## PROBLEMS
**a)** According to the post comparing blogging and bicycling, what is the writer's favorite summer exercise?
**b)** List every trail and place that the post on blogging and bicycling names.
**c)** In the blogging and bicycling post, copy the passage from "1. It gets easier" to "at every corner." word for word.

## PAGE TEXT
________________________

8 ways blogging is like bicycling
Bicycling is my favorite summer exercise. The more I bike, the more I’m struck by the similarities between bicycling and blogging.
1. It gets easier with practice
Falling off and skinning my knees when I learned to ride a two-wheeler was no fun. But after a while, I stopped falling and I covered every mile with greater ease.
In a similar way, blogging gets easier as you practice more. Like figuring out where to place your weight to stay upright on your bike, you develop a sense of the proper balance among your blog’s components. As you pedal with less effort, you also write with less effort.
2. It’s easier to follow trails
I’m a fan of bicycle trails like the Minuteman or Nashua River Rail Trails. Following a path that’s paved and marked with signs is less stressful than navigating the Boston area’s road maze, having to make decisions at every corner.

________________________

## EXTRACTED RECORDS
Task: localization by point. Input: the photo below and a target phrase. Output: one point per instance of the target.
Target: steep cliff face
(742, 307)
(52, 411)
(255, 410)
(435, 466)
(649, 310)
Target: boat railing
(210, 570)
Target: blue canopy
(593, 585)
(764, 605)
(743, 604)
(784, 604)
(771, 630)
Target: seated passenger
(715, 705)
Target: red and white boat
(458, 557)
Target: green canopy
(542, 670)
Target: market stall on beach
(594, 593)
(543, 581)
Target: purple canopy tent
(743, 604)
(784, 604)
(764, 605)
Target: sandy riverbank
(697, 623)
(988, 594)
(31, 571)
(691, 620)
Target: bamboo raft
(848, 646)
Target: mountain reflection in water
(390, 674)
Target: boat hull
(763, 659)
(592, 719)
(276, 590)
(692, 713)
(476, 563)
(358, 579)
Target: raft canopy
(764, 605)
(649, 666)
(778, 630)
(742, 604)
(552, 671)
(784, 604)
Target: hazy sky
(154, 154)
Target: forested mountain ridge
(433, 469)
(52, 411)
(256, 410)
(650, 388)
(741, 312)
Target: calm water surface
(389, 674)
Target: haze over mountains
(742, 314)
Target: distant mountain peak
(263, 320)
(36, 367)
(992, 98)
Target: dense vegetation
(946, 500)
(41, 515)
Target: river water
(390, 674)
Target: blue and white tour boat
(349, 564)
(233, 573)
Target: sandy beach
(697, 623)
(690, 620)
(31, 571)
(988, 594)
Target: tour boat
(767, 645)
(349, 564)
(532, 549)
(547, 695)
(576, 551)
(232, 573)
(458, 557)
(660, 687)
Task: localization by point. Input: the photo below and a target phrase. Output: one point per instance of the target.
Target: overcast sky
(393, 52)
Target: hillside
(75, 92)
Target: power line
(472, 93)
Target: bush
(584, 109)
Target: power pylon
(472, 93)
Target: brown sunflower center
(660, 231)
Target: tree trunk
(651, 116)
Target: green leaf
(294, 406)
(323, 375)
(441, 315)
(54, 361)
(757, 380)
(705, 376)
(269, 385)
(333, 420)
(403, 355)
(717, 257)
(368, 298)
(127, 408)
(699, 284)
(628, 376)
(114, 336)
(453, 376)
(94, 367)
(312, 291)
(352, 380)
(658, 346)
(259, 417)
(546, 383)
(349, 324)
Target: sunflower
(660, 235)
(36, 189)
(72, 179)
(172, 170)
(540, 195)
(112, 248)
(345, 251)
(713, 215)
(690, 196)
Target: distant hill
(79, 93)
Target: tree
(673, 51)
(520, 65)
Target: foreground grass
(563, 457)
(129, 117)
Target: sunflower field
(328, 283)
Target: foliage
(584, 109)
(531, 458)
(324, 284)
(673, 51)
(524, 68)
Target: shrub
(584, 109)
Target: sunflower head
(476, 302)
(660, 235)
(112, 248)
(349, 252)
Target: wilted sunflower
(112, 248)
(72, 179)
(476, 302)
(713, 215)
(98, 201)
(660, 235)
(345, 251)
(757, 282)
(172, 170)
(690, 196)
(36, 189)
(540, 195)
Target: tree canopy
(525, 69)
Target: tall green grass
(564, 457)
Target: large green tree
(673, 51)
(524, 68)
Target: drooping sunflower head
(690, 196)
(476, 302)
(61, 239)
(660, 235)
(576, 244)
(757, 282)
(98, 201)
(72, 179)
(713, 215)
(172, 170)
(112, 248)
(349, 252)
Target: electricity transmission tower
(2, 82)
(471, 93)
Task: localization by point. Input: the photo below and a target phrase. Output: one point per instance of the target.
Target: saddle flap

________________________

## ANSWER SET
**a)** Bicycling

**b)**
- Minuteman Rail Trail
- Nashua River Rail Trail
- Boston area

**c)**
1. It gets easier with practice
Falling off and skinning my knees when I learned to ride a two-wheeler was no fun. But after a while, I stopped falling and I covered every mile with greater ease.
In a similar way, blogging gets easier as you practice more. Like figuring out where to place your weight to stay upright on your bike, you develop a sense of the proper balance among your blog’s components. As you pedal with less effort, you also write with less effort.
2. It’s easier to follow trails
I’m a fan of bicycle trails like the Minuteman or Nashua River Rail Trails. Following a path that’s paved and marked with signs is less stressful than navigating the Boston area’s road maze, having to make decisions at every corner.